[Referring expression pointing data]

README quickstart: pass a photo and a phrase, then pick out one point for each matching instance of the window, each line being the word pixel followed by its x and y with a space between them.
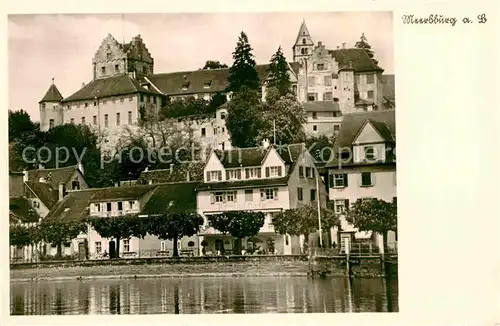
pixel 233 174
pixel 341 205
pixel 249 195
pixel 251 173
pixel 338 180
pixel 366 179
pixel 273 171
pixel 126 245
pixel 214 175
pixel 98 247
pixel 269 193
pixel 369 153
pixel 328 80
pixel 219 197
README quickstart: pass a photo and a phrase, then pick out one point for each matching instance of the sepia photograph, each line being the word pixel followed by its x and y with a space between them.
pixel 202 163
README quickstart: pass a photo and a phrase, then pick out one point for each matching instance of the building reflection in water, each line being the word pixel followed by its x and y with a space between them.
pixel 205 295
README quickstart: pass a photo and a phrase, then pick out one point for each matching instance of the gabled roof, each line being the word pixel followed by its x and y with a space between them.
pixel 45 192
pixel 179 174
pixel 20 209
pixel 110 86
pixel 52 95
pixel 322 106
pixel 360 61
pixel 195 82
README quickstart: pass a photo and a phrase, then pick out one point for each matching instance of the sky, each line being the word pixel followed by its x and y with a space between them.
pixel 61 46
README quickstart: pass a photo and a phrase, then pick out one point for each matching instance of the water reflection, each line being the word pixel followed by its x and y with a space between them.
pixel 205 295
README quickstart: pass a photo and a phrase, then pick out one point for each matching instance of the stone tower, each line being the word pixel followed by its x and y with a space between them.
pixel 304 45
pixel 51 113
pixel 113 58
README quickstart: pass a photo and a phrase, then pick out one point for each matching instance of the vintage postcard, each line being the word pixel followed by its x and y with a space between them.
pixel 215 162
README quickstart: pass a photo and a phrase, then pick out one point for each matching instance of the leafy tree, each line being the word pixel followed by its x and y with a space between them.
pixel 244 118
pixel 239 224
pixel 173 226
pixel 20 125
pixel 212 64
pixel 363 44
pixel 120 227
pixel 374 215
pixel 321 148
pixel 58 232
pixel 243 72
pixel 303 220
pixel 278 76
pixel 288 116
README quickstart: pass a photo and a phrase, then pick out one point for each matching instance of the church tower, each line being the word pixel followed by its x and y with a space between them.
pixel 50 107
pixel 304 45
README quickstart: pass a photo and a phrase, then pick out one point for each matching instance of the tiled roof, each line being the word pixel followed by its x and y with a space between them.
pixel 56 175
pixel 194 82
pixel 20 209
pixel 384 121
pixel 176 197
pixel 179 174
pixel 360 61
pixel 52 95
pixel 45 192
pixel 388 86
pixel 110 86
pixel 244 184
pixel 322 106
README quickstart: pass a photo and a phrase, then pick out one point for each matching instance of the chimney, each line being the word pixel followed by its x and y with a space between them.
pixel 80 167
pixel 61 191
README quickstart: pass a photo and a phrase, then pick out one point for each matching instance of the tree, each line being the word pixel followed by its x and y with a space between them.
pixel 303 220
pixel 57 232
pixel 244 119
pixel 172 226
pixel 243 72
pixel 212 64
pixel 20 125
pixel 239 224
pixel 374 215
pixel 120 227
pixel 363 44
pixel 288 116
pixel 278 76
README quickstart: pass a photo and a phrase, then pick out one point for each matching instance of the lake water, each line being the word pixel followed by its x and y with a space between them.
pixel 204 295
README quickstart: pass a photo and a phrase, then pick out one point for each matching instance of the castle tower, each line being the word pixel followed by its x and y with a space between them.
pixel 304 44
pixel 113 58
pixel 51 113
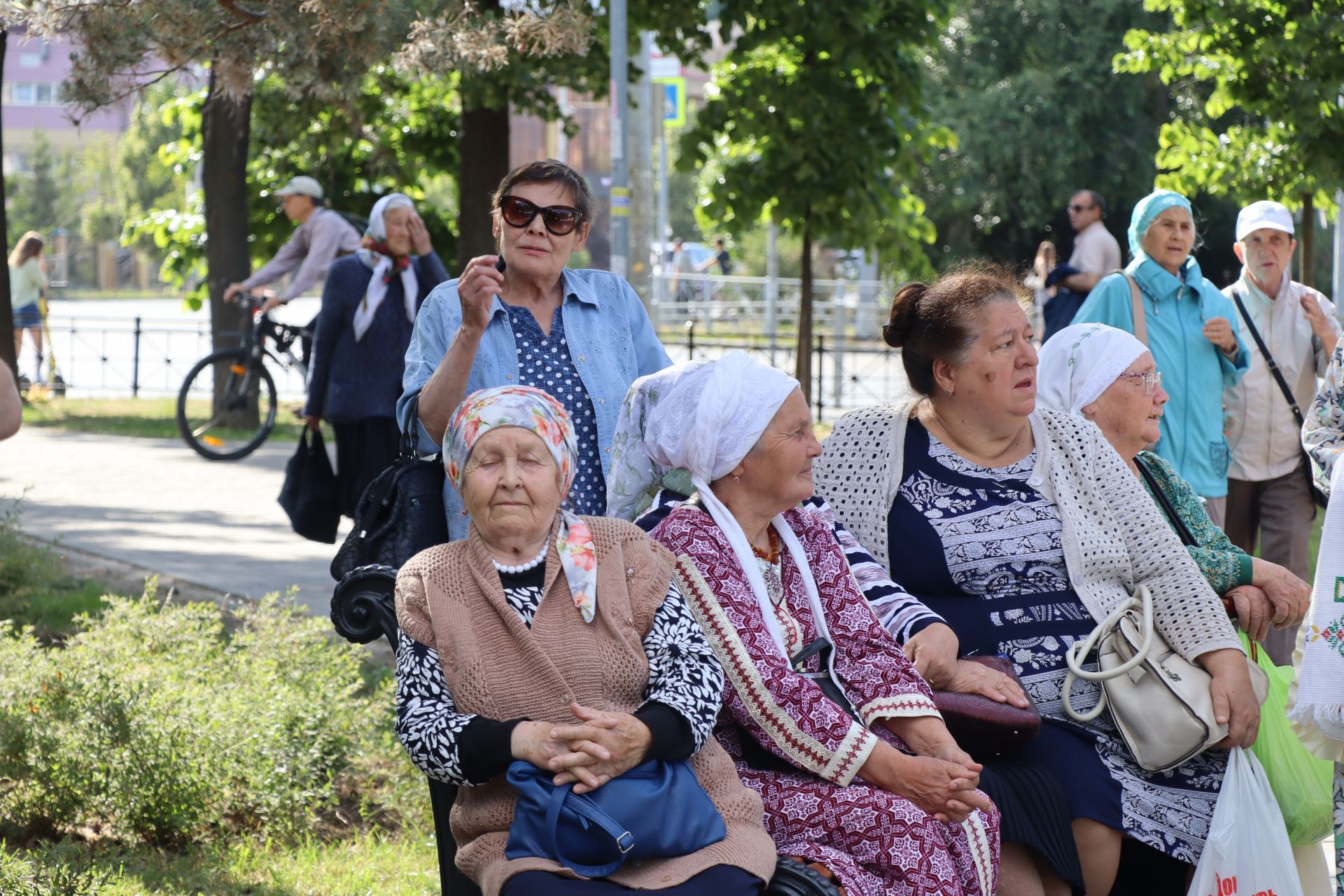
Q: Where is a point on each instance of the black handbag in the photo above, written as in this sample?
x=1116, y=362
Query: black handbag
x=400, y=514
x=309, y=491
x=1320, y=498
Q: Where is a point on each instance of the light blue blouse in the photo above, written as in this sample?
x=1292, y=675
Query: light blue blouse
x=610, y=340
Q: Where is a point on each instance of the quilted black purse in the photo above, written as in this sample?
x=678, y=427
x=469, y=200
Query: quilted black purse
x=400, y=514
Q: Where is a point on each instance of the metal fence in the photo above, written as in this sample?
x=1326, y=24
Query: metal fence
x=137, y=356
x=764, y=307
x=116, y=358
x=847, y=374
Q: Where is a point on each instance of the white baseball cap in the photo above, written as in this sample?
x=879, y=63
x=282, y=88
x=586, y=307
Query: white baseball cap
x=304, y=187
x=1264, y=214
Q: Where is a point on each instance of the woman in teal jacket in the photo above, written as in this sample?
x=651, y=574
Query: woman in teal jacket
x=1190, y=335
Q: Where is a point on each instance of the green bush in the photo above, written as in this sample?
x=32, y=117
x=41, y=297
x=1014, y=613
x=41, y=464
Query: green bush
x=153, y=723
x=23, y=878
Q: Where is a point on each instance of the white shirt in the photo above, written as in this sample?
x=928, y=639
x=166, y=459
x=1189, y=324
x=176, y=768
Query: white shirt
x=1096, y=251
x=1261, y=430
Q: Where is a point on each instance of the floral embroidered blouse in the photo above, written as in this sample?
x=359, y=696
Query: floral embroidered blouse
x=1225, y=564
x=1323, y=431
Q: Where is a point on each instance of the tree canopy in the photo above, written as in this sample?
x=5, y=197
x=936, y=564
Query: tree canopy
x=816, y=118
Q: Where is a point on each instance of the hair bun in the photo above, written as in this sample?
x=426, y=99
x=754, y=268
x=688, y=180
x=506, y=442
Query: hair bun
x=904, y=314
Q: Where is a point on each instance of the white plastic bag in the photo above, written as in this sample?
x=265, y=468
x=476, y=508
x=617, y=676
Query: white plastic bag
x=1247, y=852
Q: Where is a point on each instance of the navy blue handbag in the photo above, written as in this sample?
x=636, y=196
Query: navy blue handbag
x=655, y=811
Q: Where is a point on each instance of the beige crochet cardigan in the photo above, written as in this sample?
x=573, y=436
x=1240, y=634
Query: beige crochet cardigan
x=1113, y=533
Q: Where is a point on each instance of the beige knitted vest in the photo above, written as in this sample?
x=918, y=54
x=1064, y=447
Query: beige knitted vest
x=451, y=598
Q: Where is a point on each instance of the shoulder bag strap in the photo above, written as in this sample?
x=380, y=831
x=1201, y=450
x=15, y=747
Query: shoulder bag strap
x=1269, y=359
x=1136, y=301
x=1142, y=599
x=1187, y=538
x=589, y=812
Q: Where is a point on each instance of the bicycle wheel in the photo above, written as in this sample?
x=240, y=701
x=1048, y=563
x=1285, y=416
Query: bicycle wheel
x=227, y=429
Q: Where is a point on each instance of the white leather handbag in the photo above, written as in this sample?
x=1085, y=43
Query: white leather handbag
x=1159, y=700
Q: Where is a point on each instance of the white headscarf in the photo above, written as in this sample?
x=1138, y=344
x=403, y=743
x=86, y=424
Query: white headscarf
x=382, y=266
x=1081, y=362
x=704, y=418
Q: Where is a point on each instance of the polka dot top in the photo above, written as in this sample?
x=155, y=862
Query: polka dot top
x=543, y=362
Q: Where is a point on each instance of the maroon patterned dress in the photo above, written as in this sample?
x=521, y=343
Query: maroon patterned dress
x=800, y=750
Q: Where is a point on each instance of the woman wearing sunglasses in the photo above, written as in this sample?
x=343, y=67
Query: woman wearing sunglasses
x=522, y=318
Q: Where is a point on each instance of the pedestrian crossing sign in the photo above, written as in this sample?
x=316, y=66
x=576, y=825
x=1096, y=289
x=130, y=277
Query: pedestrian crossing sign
x=673, y=101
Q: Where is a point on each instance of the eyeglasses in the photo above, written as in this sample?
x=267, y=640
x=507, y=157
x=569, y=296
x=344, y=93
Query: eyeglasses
x=558, y=219
x=1152, y=379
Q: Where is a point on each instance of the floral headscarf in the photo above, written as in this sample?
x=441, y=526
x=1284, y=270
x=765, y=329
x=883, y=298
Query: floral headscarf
x=377, y=255
x=1081, y=362
x=1147, y=211
x=533, y=410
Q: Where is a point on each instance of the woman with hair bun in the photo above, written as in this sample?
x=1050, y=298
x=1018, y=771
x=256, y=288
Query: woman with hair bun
x=1023, y=528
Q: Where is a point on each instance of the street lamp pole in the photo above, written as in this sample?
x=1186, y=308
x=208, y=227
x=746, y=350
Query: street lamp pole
x=620, y=166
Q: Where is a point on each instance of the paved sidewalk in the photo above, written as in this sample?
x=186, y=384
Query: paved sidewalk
x=156, y=504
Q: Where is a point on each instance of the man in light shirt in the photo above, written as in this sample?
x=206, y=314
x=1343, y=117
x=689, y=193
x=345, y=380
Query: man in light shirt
x=1096, y=250
x=1096, y=254
x=1268, y=484
x=321, y=235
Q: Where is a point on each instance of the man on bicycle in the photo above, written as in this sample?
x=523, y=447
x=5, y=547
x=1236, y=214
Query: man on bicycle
x=321, y=235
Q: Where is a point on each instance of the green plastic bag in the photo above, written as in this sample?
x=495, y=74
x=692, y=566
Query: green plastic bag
x=1301, y=782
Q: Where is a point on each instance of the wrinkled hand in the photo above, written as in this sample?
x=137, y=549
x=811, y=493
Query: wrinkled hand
x=1316, y=317
x=933, y=652
x=1291, y=596
x=420, y=235
x=1234, y=699
x=1253, y=609
x=972, y=678
x=945, y=790
x=476, y=289
x=604, y=746
x=1219, y=332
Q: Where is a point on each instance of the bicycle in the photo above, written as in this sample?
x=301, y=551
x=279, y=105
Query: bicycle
x=232, y=379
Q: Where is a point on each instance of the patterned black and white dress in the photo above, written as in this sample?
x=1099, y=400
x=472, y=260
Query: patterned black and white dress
x=983, y=548
x=682, y=699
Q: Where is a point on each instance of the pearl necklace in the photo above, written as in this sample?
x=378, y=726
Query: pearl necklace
x=530, y=564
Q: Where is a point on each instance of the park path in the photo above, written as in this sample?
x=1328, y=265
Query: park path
x=155, y=504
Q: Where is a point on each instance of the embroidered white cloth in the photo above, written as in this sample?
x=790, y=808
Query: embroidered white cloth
x=382, y=265
x=1081, y=362
x=635, y=477
x=705, y=418
x=1316, y=697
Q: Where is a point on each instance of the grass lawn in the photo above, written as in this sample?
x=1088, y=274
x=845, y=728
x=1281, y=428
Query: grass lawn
x=36, y=590
x=398, y=864
x=144, y=416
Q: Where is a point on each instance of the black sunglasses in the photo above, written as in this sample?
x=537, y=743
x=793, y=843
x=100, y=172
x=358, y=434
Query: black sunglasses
x=558, y=219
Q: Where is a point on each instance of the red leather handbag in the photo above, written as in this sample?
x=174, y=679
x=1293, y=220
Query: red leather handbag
x=984, y=727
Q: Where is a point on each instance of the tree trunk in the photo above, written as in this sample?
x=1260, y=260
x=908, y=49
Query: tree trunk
x=484, y=162
x=6, y=308
x=1308, y=273
x=225, y=125
x=803, y=365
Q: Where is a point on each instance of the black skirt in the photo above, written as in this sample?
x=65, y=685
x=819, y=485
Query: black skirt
x=363, y=450
x=1034, y=812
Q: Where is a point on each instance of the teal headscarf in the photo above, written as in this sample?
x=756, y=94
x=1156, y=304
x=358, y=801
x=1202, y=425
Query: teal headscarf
x=1148, y=209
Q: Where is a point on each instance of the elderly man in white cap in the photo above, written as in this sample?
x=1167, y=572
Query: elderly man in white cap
x=1268, y=481
x=321, y=235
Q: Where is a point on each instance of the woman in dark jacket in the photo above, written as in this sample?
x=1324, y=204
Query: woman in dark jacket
x=369, y=307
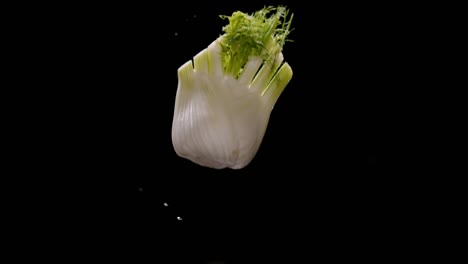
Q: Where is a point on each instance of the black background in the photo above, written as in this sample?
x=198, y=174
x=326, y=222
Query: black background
x=111, y=77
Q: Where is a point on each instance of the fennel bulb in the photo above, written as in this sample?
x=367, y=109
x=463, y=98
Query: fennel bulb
x=226, y=94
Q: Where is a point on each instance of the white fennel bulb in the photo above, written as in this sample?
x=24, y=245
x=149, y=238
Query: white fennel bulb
x=226, y=94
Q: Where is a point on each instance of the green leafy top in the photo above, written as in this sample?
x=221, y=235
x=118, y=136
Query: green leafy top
x=262, y=33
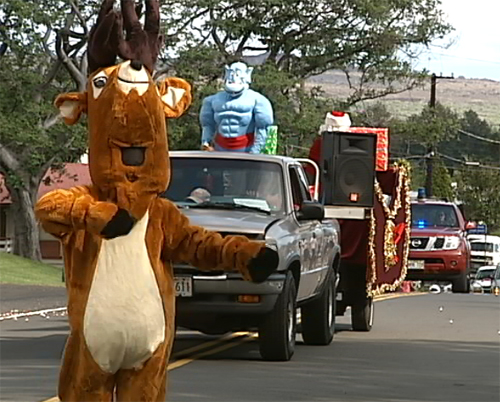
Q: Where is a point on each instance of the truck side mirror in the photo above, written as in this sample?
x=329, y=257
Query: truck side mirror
x=470, y=225
x=311, y=210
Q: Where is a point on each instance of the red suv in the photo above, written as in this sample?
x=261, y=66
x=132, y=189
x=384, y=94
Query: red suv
x=439, y=250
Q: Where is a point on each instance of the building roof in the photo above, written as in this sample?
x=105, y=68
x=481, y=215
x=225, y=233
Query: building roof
x=74, y=174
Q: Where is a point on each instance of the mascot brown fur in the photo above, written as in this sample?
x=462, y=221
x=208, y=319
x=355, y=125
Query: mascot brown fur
x=120, y=238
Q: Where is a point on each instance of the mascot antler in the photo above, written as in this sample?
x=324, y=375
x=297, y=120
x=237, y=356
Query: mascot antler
x=140, y=45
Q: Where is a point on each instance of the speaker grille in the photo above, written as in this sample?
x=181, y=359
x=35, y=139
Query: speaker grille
x=353, y=175
x=348, y=163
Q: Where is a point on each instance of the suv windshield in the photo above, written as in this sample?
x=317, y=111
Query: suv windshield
x=487, y=247
x=433, y=215
x=485, y=273
x=226, y=184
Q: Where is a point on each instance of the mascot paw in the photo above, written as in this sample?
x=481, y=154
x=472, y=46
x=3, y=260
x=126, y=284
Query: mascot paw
x=120, y=225
x=263, y=265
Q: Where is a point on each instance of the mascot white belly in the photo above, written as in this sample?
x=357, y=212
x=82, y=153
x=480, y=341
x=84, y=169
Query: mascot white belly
x=124, y=320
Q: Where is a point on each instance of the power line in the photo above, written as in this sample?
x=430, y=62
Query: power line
x=477, y=137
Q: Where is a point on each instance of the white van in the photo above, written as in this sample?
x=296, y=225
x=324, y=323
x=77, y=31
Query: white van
x=485, y=250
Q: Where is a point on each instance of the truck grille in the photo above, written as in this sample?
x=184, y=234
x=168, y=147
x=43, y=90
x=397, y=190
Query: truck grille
x=439, y=243
x=251, y=236
x=419, y=243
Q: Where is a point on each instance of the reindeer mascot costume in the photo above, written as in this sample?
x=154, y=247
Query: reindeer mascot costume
x=119, y=236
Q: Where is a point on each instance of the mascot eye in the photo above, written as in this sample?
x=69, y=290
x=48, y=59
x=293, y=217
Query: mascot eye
x=100, y=82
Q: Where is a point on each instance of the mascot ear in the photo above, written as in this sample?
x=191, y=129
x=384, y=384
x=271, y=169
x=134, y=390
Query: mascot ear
x=71, y=106
x=176, y=96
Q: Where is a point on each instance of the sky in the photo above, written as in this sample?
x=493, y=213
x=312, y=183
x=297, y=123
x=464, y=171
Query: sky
x=475, y=44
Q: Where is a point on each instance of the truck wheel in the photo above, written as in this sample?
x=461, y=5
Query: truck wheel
x=278, y=329
x=461, y=284
x=318, y=316
x=362, y=314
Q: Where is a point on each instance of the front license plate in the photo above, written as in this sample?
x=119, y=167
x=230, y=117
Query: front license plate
x=183, y=286
x=416, y=264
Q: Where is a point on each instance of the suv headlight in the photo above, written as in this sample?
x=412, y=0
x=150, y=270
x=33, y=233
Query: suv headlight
x=451, y=242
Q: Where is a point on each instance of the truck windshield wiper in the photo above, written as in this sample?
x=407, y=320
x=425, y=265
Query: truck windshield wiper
x=227, y=205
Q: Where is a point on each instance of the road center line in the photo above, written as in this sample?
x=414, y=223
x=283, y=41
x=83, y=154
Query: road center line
x=15, y=316
x=179, y=363
x=246, y=337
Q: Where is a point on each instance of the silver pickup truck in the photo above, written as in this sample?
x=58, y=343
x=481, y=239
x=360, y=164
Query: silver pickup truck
x=265, y=198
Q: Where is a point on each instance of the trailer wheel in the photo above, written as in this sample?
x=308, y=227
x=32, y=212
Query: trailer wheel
x=318, y=316
x=362, y=315
x=278, y=329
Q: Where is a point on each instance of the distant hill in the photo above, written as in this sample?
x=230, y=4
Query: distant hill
x=480, y=95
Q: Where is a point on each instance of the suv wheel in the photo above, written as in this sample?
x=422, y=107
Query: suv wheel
x=362, y=314
x=318, y=316
x=278, y=329
x=461, y=284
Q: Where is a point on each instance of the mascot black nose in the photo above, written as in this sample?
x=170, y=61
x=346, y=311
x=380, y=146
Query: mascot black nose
x=136, y=65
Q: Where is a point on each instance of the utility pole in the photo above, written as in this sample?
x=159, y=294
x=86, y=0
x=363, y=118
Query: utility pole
x=431, y=149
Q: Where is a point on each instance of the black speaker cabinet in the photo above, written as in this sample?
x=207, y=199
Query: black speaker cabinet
x=348, y=168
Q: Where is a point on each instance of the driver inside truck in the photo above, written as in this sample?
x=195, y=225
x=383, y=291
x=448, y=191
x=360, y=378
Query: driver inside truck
x=444, y=219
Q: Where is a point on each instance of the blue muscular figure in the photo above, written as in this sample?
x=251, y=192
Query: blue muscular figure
x=237, y=118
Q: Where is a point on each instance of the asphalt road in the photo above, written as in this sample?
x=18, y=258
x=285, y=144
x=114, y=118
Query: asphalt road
x=438, y=348
x=28, y=297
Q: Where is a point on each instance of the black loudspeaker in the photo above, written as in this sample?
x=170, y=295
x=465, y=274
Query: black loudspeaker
x=348, y=168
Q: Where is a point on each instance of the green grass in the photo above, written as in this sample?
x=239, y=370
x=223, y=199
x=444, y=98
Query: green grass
x=21, y=271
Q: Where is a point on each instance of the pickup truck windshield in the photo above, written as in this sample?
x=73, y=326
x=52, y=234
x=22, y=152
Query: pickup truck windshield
x=433, y=215
x=217, y=182
x=487, y=247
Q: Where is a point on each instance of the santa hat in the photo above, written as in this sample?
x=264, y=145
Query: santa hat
x=335, y=121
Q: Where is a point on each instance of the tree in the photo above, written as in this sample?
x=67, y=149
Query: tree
x=37, y=40
x=372, y=41
x=427, y=130
x=478, y=189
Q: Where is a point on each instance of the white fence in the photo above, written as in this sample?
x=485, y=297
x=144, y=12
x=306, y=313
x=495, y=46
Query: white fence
x=5, y=245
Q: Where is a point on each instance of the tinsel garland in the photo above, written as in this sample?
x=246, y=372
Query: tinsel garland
x=390, y=246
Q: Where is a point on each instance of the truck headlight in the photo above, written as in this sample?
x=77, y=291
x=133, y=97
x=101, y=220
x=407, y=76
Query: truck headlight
x=451, y=242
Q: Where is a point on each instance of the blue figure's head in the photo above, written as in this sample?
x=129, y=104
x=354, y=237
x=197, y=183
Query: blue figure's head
x=237, y=78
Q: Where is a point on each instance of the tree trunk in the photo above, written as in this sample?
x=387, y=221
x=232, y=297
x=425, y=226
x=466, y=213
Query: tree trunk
x=26, y=231
x=429, y=185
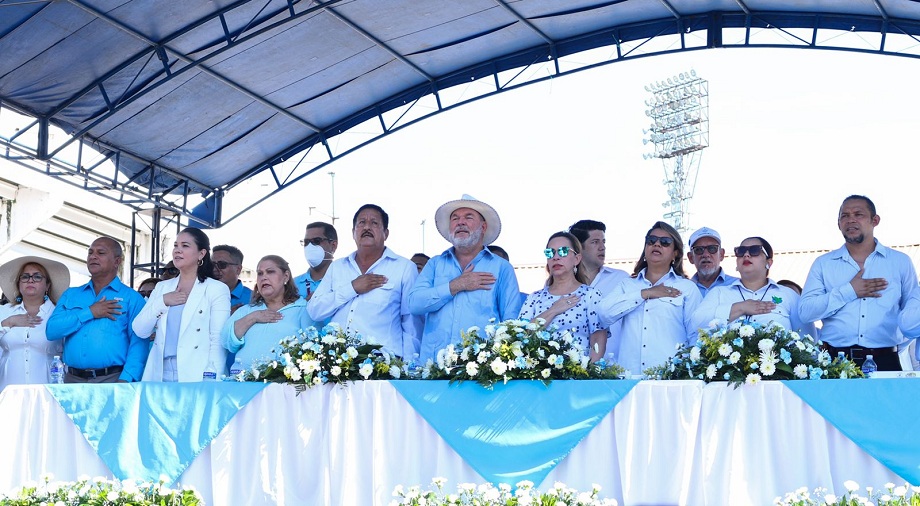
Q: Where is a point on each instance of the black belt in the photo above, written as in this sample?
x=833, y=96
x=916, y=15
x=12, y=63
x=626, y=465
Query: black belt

**About this exercise**
You are asked to count the lines of the records above in which the word "belt" occurs, and to give only that number.

**Task result**
2